*** Block opens ***
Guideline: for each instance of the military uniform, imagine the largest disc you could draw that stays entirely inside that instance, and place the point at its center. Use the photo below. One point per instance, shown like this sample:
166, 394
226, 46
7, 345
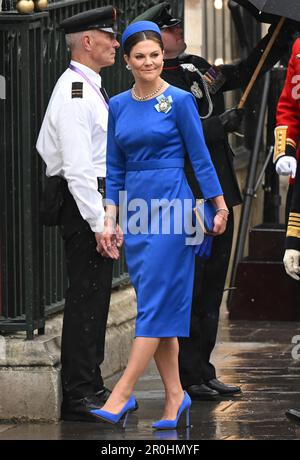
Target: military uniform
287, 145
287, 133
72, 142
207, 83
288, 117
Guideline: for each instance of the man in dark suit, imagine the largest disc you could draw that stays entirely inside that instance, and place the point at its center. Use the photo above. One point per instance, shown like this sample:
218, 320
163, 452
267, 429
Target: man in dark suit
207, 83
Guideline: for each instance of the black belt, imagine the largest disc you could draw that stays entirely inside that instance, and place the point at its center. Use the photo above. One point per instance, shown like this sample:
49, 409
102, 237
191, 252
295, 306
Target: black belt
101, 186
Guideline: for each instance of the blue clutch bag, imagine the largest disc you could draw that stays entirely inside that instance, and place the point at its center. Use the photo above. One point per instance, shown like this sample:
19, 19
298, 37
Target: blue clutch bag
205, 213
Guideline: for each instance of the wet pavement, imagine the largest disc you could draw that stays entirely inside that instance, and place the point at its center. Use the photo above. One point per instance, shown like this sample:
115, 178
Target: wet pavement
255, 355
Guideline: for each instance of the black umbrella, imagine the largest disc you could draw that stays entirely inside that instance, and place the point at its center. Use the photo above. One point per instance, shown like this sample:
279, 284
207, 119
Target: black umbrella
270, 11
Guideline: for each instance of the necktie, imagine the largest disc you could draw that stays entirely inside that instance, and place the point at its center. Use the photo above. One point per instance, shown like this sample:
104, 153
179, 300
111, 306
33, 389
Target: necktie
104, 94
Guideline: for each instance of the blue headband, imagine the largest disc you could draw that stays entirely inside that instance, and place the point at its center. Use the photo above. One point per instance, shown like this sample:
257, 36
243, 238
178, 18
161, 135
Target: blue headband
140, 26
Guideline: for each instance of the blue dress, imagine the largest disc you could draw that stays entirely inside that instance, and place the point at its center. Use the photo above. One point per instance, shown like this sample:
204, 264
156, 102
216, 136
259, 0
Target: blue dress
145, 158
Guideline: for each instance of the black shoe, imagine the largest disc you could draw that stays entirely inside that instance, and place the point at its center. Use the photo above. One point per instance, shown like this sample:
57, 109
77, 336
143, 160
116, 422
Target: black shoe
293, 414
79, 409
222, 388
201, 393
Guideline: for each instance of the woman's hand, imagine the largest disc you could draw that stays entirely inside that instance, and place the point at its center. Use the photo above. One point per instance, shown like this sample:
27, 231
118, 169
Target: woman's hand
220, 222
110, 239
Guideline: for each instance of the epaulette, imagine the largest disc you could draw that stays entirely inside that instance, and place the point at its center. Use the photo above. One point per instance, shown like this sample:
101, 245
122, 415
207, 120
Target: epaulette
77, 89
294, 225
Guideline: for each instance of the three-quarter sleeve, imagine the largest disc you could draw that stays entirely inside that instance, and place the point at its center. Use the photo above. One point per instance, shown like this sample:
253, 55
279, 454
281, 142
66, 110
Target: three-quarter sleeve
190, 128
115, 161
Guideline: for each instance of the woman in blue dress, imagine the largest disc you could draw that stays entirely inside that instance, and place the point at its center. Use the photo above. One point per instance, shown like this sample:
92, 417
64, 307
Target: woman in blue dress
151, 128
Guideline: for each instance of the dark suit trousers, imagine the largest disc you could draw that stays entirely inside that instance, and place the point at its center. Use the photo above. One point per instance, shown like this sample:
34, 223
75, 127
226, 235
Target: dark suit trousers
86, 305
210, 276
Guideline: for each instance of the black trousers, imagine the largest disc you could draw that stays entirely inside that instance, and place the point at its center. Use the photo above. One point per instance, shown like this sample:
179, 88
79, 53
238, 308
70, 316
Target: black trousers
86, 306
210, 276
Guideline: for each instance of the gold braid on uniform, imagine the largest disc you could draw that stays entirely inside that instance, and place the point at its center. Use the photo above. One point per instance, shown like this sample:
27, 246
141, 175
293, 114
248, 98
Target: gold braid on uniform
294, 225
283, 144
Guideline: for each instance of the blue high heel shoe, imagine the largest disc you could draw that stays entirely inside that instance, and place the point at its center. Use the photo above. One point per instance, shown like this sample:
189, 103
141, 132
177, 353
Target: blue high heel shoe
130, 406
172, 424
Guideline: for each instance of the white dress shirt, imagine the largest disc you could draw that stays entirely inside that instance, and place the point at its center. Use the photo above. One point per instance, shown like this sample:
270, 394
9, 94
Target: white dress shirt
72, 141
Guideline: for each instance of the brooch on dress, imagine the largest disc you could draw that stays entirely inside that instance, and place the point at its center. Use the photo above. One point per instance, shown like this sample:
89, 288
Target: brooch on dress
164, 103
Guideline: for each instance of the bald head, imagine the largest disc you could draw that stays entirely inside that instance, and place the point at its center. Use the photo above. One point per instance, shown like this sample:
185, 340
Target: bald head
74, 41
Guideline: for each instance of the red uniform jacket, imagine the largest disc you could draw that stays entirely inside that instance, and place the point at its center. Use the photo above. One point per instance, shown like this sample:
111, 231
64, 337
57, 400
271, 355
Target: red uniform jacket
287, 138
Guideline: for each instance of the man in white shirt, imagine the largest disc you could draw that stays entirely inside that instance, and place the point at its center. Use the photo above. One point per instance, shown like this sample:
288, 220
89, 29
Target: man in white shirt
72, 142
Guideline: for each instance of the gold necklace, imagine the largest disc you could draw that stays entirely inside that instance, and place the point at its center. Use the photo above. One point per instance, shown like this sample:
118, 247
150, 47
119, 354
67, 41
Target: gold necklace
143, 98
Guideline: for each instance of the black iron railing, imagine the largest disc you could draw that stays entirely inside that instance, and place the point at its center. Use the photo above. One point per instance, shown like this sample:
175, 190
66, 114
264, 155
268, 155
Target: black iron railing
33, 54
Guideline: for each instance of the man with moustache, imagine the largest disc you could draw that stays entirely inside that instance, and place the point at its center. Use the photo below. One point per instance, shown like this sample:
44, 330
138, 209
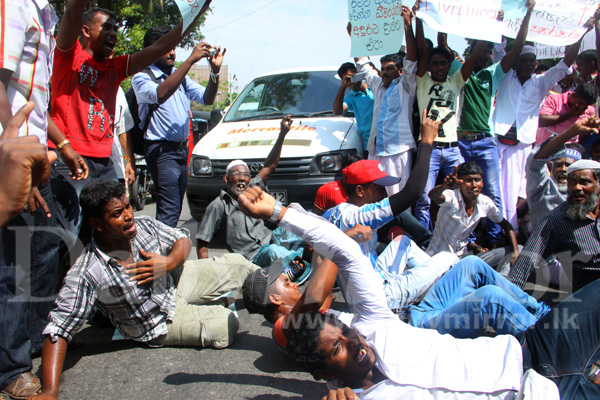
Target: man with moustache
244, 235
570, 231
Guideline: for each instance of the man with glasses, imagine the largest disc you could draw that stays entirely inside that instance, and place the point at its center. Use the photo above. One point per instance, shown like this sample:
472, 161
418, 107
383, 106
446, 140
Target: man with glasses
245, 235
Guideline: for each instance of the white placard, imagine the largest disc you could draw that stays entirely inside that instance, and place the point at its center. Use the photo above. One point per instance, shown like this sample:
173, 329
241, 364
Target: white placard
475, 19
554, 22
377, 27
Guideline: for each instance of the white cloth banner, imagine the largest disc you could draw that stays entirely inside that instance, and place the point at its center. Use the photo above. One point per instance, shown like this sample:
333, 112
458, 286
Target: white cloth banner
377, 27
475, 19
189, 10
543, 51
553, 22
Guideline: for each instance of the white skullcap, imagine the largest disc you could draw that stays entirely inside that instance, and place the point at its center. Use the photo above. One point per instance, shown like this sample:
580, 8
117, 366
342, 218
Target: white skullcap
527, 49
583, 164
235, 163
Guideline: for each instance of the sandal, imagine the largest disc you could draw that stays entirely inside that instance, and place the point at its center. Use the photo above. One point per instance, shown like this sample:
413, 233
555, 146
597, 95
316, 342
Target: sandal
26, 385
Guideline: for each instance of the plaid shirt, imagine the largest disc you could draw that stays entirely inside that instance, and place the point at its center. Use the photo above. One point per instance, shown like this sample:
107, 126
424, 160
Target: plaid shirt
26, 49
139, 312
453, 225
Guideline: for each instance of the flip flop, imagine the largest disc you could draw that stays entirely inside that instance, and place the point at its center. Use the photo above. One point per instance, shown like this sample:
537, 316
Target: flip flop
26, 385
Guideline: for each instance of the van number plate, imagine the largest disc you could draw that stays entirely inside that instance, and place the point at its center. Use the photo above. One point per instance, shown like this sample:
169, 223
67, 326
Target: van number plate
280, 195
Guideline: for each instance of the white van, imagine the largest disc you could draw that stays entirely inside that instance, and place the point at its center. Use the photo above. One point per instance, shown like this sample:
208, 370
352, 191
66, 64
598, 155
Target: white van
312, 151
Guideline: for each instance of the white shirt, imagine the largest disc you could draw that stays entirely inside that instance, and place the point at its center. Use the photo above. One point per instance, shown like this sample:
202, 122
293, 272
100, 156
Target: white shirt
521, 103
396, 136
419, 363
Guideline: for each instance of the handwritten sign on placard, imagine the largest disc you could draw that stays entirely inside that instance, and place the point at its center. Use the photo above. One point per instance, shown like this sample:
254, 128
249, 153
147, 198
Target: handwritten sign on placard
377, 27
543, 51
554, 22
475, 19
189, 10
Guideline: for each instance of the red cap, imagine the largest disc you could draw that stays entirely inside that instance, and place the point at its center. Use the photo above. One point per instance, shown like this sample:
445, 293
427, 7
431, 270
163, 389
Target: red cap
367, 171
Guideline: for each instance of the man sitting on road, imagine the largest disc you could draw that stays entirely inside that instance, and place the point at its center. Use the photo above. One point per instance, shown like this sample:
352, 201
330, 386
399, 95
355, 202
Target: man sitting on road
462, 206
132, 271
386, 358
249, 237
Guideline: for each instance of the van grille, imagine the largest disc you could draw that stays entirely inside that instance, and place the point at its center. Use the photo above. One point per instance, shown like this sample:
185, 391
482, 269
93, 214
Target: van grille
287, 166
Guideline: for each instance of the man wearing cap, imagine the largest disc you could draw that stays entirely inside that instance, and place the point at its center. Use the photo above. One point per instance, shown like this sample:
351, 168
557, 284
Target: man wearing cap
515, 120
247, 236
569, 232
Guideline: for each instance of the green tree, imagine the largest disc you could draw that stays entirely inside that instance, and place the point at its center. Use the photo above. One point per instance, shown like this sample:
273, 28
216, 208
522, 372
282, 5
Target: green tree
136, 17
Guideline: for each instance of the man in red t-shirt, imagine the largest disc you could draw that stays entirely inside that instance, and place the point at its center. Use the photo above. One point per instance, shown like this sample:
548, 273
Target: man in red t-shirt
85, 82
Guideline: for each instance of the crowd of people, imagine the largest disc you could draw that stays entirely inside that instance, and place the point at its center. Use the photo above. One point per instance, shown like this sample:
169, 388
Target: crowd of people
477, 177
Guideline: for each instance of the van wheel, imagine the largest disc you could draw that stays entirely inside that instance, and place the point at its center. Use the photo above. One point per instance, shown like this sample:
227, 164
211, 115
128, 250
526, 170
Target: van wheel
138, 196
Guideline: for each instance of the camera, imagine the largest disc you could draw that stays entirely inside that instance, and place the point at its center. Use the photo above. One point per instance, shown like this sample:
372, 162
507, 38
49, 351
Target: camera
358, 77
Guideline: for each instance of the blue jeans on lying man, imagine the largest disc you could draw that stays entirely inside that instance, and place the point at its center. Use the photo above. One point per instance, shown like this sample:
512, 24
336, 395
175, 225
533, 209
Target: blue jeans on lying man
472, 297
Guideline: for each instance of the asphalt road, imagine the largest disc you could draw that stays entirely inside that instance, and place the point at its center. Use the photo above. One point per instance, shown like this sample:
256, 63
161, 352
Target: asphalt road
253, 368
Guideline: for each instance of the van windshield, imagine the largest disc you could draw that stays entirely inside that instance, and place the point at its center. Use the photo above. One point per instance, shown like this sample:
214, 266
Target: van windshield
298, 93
*** Block closes ***
## [WHAT IS NEEDED]
Above are the records; repeat their lines from the first through the line containing "Guideline: for each instance of the wet", and leave out each picture.

## [WRITTEN RESPONSE]
Guideline: for each instance of the military uniform, imagine the largest disc you could draw that stays entirely inside that instance, and place the point at its center. Use the photo below. One point per instance, shown like this sample:
166, 394
226, 46
7, 345
Target: military uniform
287, 145
287, 133
72, 142
207, 83
288, 117
Guideline: for each instance of the man in dark suit, imagine the largest disc you could draw that stays entirely inside that instance, and place the point at its center. Use the photo above. One point per instance, shown like this sample:
218, 320
163, 452
267, 429
Target: man in dark suit
207, 83
Guideline: for each instance of the black belt, imagine the largest disc you could draw that stays entirely inside that instance, and place the point at its center. Use the photo above. One point per instance, shown like this sample:
49, 409
102, 237
191, 252
295, 306
Target: black belt
101, 186
Guideline: for each instance of the blue clutch bag, imagine the largest disc you could draw that stays entirely inside that instance, and place the point at its center. Use the photo above. One point per instance, shown like this sample:
19, 19
298, 37
Target: blue clutch bag
205, 213
Guideline: for each instance of the wet pavement, imagine the largest disc you could draw that stays entirely inside that instance, and place the point at its center. Use the photo above. One point per instance, shown like this sample:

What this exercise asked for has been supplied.